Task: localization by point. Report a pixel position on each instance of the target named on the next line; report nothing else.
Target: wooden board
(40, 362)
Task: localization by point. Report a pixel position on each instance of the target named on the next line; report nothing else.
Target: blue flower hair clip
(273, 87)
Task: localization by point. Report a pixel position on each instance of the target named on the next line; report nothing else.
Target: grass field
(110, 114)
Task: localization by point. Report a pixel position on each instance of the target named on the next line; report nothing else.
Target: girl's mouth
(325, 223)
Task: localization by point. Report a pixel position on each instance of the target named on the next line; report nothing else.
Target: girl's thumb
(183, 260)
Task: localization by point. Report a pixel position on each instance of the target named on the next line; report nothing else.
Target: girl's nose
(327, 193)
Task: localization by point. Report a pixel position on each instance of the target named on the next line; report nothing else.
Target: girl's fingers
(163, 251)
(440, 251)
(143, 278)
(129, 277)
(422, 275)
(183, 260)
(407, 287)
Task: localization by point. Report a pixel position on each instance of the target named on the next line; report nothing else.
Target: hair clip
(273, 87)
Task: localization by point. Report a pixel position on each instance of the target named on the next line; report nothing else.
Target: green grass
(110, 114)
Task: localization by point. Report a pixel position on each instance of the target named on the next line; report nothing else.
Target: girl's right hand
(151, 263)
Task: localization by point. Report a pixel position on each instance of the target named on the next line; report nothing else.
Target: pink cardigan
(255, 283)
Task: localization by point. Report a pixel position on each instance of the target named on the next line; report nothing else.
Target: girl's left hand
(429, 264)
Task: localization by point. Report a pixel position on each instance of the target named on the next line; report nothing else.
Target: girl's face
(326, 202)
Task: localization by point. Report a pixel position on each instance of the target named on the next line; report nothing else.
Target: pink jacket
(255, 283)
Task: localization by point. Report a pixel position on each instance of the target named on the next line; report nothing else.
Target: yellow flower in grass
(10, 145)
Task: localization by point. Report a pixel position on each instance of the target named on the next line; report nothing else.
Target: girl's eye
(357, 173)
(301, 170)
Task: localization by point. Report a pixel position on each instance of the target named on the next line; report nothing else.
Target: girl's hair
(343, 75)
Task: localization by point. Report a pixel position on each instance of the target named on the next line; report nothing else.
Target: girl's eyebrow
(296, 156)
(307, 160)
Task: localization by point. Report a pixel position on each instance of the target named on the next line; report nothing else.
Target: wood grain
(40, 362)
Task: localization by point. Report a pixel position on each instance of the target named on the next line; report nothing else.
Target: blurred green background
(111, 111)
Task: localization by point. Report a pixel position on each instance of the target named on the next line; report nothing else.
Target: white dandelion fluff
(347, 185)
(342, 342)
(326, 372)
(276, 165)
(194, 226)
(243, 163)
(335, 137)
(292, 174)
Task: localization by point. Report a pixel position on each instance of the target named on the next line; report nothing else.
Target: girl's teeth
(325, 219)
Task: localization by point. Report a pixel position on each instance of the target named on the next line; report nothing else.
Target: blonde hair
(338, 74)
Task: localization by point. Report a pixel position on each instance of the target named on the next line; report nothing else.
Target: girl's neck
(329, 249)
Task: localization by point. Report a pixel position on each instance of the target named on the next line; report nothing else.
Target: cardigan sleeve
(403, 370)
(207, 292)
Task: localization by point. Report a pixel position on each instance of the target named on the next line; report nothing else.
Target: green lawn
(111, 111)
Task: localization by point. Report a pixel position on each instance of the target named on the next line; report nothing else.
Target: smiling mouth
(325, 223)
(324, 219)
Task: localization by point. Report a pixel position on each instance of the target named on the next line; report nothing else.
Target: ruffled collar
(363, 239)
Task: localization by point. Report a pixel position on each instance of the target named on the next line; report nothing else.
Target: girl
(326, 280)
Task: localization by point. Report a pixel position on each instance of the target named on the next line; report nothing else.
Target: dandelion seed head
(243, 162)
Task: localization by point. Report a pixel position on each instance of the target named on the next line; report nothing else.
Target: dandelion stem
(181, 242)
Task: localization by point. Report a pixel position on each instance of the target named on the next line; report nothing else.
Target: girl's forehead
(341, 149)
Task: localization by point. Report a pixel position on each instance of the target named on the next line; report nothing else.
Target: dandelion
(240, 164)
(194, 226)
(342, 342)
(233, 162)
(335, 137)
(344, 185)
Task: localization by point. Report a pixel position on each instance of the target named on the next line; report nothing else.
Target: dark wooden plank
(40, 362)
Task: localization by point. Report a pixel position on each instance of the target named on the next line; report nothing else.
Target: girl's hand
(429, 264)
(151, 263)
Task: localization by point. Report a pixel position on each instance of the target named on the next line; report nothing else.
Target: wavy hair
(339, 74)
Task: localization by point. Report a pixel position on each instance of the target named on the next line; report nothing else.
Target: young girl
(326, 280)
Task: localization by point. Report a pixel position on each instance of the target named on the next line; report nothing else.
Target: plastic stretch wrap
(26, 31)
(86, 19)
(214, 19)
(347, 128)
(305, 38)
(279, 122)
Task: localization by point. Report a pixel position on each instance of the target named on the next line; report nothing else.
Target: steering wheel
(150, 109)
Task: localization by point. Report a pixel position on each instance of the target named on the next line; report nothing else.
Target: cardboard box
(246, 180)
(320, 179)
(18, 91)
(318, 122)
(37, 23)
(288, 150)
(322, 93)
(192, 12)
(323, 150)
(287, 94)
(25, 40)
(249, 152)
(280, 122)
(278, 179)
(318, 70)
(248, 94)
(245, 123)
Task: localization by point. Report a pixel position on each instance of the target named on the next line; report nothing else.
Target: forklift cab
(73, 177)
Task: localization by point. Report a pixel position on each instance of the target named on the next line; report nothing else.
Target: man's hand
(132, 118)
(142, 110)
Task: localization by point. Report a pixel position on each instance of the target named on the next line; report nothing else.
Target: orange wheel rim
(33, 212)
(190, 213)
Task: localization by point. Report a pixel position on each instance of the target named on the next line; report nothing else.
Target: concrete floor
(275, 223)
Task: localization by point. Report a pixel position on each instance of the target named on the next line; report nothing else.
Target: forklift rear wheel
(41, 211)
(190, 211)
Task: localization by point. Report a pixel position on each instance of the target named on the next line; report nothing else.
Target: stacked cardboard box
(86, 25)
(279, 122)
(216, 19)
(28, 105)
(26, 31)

·····

What the task requires: Set down the listing in full, keeping every word exactly as it is.

Answer:
Task: localization by point. Report a pixel position on each instance of the target named on the next line; report nothing else.
Target: wooden board
(40, 362)
Task: localization by point. Report a pixel position on each instance of the target named on the next line; report nothing else.
Target: blue flower hair clip
(273, 87)
Task: localization by point. Report a pixel position on each instance of the target named on the next line; report nothing else.
Target: grass field
(110, 114)
Task: localization by point. Report a pixel position on each instance of the target named on the next line; report nothing else.
Target: girl's mouth
(325, 223)
Task: localization by point. Report a pixel position on each instance of the target named on the next line; report nothing else.
Target: girl's thumb
(183, 260)
Task: localization by point. Report a pixel position on each instance of the target named on the next line; report nothing else.
Target: girl's nose
(327, 193)
Task: localization by point. Report a pixel position on each instance of the target named on the next line; report nothing else.
Target: girl's fingers
(163, 251)
(440, 251)
(143, 278)
(129, 277)
(422, 275)
(183, 260)
(407, 287)
Task: localization by point. Report a pixel position on each instance of the target named on the next line; report nothing else.
Target: hair clip
(273, 87)
Task: localization by point. Report a pixel position on each instance of the target named on the next line; report nothing else.
Target: green grass
(110, 114)
Task: localization by point. Report a pixel position on each instance of the target named on the next line; report nothing else.
Target: girl's right hand
(151, 263)
Task: localization by point. Report a pixel position on each instance of the target named on the next line; report nothing else.
Target: pink cardigan
(255, 283)
Task: localization by point. Report a pixel position on each instance of the target named on the next line; report nothing else.
Target: girl's left hand
(429, 264)
Task: localization by point. Report a pixel position on each instance of the target named on the next line; report nothing else.
Target: girl's face
(326, 202)
Task: localization by point. Report a pixel position on each instance of the target named on the next line; report nothing else.
Target: pink jacket
(255, 283)
Task: localization by point. Report a pixel position on each instance of the target named on the next line; report nothing else.
Target: yellow flower in grass
(10, 145)
Task: localization by point. Report a pixel position on each instance of the target named on the next line; report nothing else.
Target: girl's eye
(357, 173)
(301, 170)
Task: localization by point. Report a pixel position on each instance of the target named on the next line; report nothing else.
Target: girl's hair
(343, 75)
Task: localization by point. Report a pixel position on each instance of the target named on the next line; report nothing else.
Target: girl's eyebrow
(296, 156)
(307, 160)
Task: localization by point. Report a pixel position on each instance of the target named on the next line; report nothing else.
Target: wood grain
(40, 362)
Task: localization by point. Report a pixel position on each instance of the target named on the next line; report nothing else.
Target: blurred green background
(111, 111)
Task: localization by point. Report a pixel position on each instance of the target named on the next line; report nothing else.
Target: white dandelion fluff
(347, 185)
(342, 342)
(326, 372)
(276, 165)
(194, 226)
(243, 163)
(335, 137)
(292, 174)
Task: localization by point. Report a pixel position on each instance of the target named on the next line; report nothing else.
Target: girl's teeth
(325, 219)
Task: localization by point. Report a pixel position on each instance of the target named on the next line; report nothing else.
Target: blonde hair
(338, 74)
Task: localization by point. Report a pixel position on each instance of the target named on the next line; report nothing else.
Target: girl's neck
(329, 249)
Task: localization by point. Report a pixel position on each instance of the target named on the next line; report nothing else.
Target: cardigan sleeve
(403, 370)
(207, 292)
Task: localization by point. Report a pixel position on each instance of the target named on the next line; report nothing else.
Target: green lawn
(111, 111)
Task: localization by point. Report a pixel position on each instance of the target named on the next line; report nothing else.
Target: smiling mouth
(325, 223)
(324, 219)
Task: localization by point. Report a pixel position on each instance of the target named on the next line; report nothing else.
Target: ruffled collar
(363, 239)
Task: localization by point. Report a pixel position on each instance of the target named on the next line; report nothing else.
Target: girl
(326, 280)
Task: localization by point. Report a pixel position on each instance of the target named on the next line; report nothing else.
Target: dandelion seed head
(243, 162)
Task: localization by point. Report a pixel position on each instance of the target named on the next line; report nothing else.
Target: dandelion stem
(181, 242)
Task: localization by point. Report a pixel position on each instance of the target named on the next line; report nothing else.
Target: girl's forehead
(341, 149)
Task: localization by point. Report a pixel position on each instance of the target named on the next line; report nothing else.
Target: dandelion
(240, 164)
(194, 226)
(342, 342)
(233, 162)
(335, 137)
(344, 185)
Task: localization by point. Report a pixel position on each instance of the target named on the next line; report nothing else.
Target: dark wooden plank
(40, 362)
Task: localization by point. Report a pixel position on each instance of the target named on the next line; report nothing else.
Target: girl's hand
(429, 264)
(151, 263)
Task: localization by point. Report a pixel position on each instance of the target named on the next line; report nothing else.
Target: wavy hair
(339, 74)
Task: localization by point. Report a pixel position on each instance of the target named on the next line; report nothing else.
Target: young girl
(326, 280)
Task: localization by point. Report a pixel position on each instance of the target named on the next line; report nothing else.
Target: plastic stretch wrap
(26, 31)
(86, 19)
(214, 19)
(347, 128)
(305, 38)
(279, 122)
Task: localization by point. Report a pixel position on each instance of the target named on the next line; report nothing else.
Target: steering wheel
(150, 109)
Task: localization by point. Report a pixel position on each instance of the target named on the next line; report nothing else.
Target: cardboard box
(246, 180)
(320, 179)
(18, 91)
(318, 122)
(37, 23)
(288, 150)
(322, 93)
(192, 12)
(323, 150)
(287, 94)
(25, 40)
(249, 152)
(280, 122)
(278, 179)
(318, 70)
(248, 94)
(245, 123)
Task: localization by point. Report a pixel position on each instance of the target named on the next line; report nothing else.
Target: forklift cab
(73, 177)
Task: localization by point. Report a pixel position on each instance of the target named on the next line; report nothing else.
Target: man's hand
(132, 118)
(142, 110)
Task: localization by point. Report a pixel position on each instance of the target named on the next line; report nothing else.
Target: orange wheel rim
(33, 212)
(190, 213)
Task: localization by point. Report a pixel position on each instance of the target named on the next line; report nothing else.
Target: concrete floor
(275, 223)
Task: localization by point. Report a pixel position on each instance of the target named on the next line; report nothing else.
Target: forklift rear wheel
(41, 211)
(190, 211)
Task: localization by point. Report a pixel position on each instance of the target named on the next line; report nothing else.
Target: stacked cardboard box
(86, 25)
(279, 122)
(216, 19)
(28, 105)
(26, 31)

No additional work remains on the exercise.